## Work to complete
In the records below, find every line that contains the word "cloud" and copy each of those lines in full.
── Entries supplied ──
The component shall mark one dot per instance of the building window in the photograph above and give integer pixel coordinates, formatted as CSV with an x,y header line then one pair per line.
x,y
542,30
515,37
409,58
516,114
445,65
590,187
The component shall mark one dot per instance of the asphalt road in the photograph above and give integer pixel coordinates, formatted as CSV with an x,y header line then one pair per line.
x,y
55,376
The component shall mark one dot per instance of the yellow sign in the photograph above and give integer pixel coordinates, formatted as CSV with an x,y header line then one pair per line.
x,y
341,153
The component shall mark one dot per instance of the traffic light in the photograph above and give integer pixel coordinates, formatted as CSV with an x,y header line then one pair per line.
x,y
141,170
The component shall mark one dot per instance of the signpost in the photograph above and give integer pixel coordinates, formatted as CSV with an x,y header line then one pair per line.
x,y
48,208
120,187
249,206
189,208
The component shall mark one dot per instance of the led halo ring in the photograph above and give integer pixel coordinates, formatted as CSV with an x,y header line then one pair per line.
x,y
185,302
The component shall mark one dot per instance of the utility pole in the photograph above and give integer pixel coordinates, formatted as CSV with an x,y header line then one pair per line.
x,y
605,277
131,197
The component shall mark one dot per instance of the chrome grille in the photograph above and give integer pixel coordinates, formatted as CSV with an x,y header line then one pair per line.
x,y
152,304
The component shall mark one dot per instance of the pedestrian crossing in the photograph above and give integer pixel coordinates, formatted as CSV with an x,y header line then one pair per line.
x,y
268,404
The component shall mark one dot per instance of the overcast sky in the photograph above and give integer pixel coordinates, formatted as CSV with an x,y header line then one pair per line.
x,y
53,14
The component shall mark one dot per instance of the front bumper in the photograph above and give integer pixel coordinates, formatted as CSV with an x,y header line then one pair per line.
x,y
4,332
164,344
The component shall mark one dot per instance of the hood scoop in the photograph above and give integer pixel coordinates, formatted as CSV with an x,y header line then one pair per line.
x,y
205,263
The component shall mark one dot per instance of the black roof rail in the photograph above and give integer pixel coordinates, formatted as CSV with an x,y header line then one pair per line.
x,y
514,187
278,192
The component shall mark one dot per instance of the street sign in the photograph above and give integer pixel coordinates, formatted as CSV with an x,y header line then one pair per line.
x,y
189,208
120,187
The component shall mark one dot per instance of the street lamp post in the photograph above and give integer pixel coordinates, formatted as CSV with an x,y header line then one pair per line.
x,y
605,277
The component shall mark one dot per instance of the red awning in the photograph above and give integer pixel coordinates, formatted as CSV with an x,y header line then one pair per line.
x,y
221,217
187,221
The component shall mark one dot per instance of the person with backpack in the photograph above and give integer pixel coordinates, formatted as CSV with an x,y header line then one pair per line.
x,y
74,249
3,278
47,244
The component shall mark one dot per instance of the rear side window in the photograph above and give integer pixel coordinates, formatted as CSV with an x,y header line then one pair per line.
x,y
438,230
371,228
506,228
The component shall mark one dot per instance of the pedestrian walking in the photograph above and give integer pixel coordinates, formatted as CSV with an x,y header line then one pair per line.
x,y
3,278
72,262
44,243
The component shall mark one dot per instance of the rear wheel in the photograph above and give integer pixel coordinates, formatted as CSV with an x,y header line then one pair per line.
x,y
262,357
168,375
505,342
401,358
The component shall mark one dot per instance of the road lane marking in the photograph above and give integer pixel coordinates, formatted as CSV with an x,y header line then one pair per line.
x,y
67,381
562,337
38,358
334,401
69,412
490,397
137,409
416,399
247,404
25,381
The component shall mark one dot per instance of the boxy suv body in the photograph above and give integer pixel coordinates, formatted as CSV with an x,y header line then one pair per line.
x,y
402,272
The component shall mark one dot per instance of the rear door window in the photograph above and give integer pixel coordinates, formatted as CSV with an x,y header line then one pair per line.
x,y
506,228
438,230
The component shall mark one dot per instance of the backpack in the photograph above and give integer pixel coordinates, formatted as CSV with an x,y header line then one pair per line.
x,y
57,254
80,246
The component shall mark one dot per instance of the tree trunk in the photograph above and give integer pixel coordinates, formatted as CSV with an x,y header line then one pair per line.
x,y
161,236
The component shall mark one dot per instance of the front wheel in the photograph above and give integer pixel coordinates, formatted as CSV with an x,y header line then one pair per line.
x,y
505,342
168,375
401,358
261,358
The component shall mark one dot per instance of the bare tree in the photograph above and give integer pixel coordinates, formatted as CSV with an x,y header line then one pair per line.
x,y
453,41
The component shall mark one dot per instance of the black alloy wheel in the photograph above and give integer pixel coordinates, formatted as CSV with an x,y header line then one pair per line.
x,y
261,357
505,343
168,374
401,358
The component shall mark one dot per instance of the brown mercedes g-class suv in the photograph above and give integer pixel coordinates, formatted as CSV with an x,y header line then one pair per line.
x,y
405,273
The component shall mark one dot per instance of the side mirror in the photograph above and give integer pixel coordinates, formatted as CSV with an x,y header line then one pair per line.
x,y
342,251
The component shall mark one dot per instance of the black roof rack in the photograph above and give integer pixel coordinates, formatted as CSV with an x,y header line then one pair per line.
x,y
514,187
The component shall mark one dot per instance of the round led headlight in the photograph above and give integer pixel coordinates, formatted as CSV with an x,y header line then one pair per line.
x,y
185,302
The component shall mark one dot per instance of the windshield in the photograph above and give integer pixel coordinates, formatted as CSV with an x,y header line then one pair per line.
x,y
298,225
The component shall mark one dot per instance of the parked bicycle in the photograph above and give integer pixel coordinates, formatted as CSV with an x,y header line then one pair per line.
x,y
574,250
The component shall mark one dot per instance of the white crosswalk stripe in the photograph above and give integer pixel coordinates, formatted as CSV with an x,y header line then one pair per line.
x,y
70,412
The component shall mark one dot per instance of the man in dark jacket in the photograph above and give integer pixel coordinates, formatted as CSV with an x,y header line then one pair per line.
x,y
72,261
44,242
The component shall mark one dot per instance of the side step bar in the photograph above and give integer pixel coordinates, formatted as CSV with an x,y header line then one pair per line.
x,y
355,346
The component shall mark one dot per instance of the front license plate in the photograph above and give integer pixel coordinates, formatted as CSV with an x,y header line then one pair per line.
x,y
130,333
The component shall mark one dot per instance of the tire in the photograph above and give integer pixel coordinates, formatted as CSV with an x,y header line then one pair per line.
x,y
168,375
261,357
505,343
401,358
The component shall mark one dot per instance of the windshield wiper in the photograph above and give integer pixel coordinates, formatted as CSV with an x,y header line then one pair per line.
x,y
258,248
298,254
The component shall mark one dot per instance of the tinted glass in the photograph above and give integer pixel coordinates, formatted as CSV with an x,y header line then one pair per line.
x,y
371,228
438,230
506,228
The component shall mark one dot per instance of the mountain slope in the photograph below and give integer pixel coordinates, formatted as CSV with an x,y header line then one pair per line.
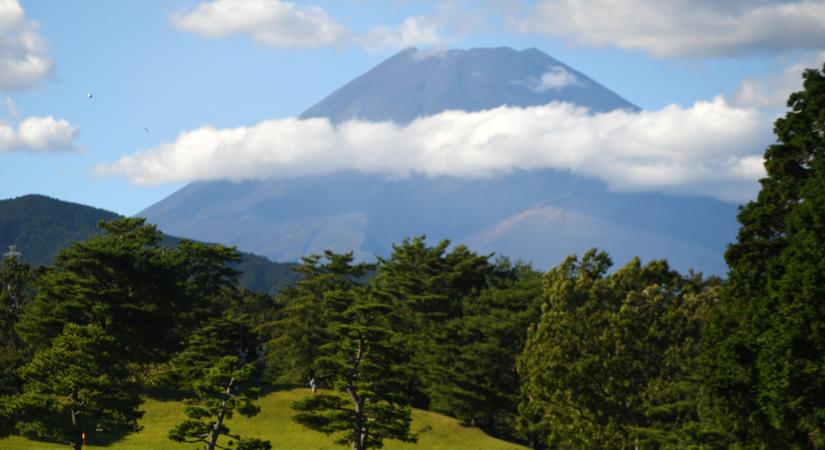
x,y
40,226
541,216
413,84
435,432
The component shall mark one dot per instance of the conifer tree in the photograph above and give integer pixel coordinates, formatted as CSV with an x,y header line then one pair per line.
x,y
767,350
147,296
362,362
79,385
309,306
218,370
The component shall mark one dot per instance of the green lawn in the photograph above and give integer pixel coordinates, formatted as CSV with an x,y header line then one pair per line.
x,y
436,432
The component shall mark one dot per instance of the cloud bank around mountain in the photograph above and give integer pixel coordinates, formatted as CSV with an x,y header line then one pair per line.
x,y
710,148
679,28
24,59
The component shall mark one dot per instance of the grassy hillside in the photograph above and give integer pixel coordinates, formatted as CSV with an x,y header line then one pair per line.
x,y
40,226
436,432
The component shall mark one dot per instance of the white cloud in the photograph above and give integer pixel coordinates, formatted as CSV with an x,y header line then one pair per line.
x,y
676,28
281,24
413,31
38,134
772,91
274,23
13,112
556,78
710,148
23,52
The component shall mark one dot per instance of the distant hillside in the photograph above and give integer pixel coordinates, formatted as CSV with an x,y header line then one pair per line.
x,y
40,226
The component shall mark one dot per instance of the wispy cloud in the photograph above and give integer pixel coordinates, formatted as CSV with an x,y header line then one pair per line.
x,y
281,24
710,148
273,23
24,59
413,31
556,78
678,28
772,91
38,134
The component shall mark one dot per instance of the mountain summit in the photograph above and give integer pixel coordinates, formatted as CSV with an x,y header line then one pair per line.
x,y
417,83
540,216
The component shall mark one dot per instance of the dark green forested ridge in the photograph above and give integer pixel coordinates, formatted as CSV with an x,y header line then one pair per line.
x,y
40,226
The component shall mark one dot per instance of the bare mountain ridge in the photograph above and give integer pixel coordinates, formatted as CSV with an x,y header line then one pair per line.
x,y
540,216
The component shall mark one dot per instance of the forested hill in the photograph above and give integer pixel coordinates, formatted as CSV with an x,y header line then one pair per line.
x,y
40,226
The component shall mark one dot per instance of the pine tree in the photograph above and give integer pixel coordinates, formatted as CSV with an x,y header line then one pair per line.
x,y
146,296
78,385
362,362
766,353
427,286
309,306
16,290
475,379
218,370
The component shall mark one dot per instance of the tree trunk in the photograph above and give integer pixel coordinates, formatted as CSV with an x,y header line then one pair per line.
x,y
216,429
77,439
357,402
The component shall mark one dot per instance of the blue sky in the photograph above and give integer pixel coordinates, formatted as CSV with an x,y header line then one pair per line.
x,y
177,66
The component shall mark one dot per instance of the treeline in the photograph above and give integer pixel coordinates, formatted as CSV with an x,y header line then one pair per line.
x,y
585,356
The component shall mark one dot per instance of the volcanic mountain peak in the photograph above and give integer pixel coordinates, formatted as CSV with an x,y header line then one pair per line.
x,y
416,83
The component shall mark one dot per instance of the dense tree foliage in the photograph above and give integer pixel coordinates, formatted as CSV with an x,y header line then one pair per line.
x,y
41,226
607,351
78,385
475,379
147,296
766,367
16,290
362,361
427,287
218,370
310,305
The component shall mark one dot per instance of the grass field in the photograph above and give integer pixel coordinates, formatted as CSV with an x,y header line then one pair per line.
x,y
436,432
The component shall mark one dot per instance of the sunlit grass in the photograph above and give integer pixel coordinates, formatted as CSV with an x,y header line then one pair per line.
x,y
436,432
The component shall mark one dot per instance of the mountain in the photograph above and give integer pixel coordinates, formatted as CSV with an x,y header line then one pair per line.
x,y
40,226
413,84
540,216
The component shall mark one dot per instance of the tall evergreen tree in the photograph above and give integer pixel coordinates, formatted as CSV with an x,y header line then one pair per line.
x,y
146,296
78,385
218,371
475,379
767,350
308,307
362,361
427,286
16,290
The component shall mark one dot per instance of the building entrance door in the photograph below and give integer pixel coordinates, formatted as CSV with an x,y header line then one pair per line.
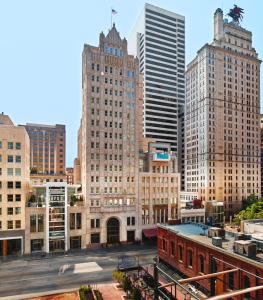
───
## The solution
The component shall mark one dot per instance of the cloud bank around mountain in the photograph above and give integer pixel coordinates, formatted as CSV with an x,y header line then one pair per line.
The component shall mark one dot per instance of the white cloud in the photograph above and give integer pixel coordinates, formatted as CSV with an x,y header line then one pair per line.
The component shall mark one dot per instance of the wispy cloud in the photograph above and give integer pixel coordinates, formatted as CSV with an x,y header line then one pair per line.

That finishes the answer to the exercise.